■ Work to complete ■
Present the lines of every entry below as one numbered list, leaving out any blank lines.

■ Records for the task ■
───

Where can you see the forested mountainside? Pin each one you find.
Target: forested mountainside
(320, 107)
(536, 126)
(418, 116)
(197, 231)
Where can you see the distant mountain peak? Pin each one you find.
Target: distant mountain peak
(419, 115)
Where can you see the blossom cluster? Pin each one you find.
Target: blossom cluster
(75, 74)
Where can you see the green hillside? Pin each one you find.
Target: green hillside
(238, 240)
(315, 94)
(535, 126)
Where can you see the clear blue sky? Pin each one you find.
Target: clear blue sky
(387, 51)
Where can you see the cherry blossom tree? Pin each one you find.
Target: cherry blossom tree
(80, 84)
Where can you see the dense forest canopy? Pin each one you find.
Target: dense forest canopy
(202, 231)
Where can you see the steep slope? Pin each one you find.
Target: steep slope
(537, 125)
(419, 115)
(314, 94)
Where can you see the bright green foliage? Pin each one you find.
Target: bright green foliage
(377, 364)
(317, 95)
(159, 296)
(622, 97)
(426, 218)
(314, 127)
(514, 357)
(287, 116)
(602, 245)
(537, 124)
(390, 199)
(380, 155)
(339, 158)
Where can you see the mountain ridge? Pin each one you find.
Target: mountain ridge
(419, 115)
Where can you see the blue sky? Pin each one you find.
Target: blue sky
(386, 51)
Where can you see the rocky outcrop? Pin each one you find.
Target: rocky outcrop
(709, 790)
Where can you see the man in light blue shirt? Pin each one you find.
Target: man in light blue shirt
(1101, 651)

───

■ Reply to the exercise ■
1. Where can you see the forested mountainside? Pin each one you find.
2. Target: forested mountainside
3. (320, 107)
4. (536, 126)
5. (418, 116)
6. (197, 231)
7. Where can you see the distant mountain peak? Pin each one you find.
8. Target: distant mountain peak
9. (419, 115)
10. Where can you see the blossom cluster? Pin each one you find.
11. Target: blossom cluster
12. (75, 74)
13. Where can you see the green hillside? Pin each one you find.
14. Target: green hillside
15. (238, 240)
16. (315, 94)
17. (535, 126)
18. Where can you see the clear blue sky? Pin each one you find.
19. Target: clear blue sky
20. (387, 51)
21. Where can you see the cherry blossom tree? Pin each one you find.
22. Target: cherry blossom tree
23. (80, 84)
24. Where can you see the dense forest canopy? Pin each one you find.
25. Target: dense forest canopy
26. (202, 231)
27. Where can you see the steep slope? Pin each one you find.
28. Target: steep slope
29. (537, 125)
30. (419, 115)
31. (314, 94)
32. Where can you see the bright green foliage? Pin each one you find.
33. Target: bright green foliage
34. (377, 364)
35. (317, 95)
36. (159, 296)
37. (622, 97)
38. (426, 218)
39. (314, 127)
40. (514, 357)
41. (287, 116)
42. (602, 245)
43. (537, 124)
44. (390, 199)
45. (380, 155)
46. (339, 158)
47. Where can you see the mountain ridge? Pin each one you find.
48. Target: mountain ridge
49. (419, 115)
50. Where can you see the blue sky? Pin each one you find.
51. Target: blue sky
52. (386, 51)
53. Where can you see the rocky outcrop? Pin each one you find.
54. Target: rocky outcrop
55. (709, 790)
56. Where can you see the man in light blue shirt? Pin each one you find.
57. Target: man in light blue shirt
58. (1101, 651)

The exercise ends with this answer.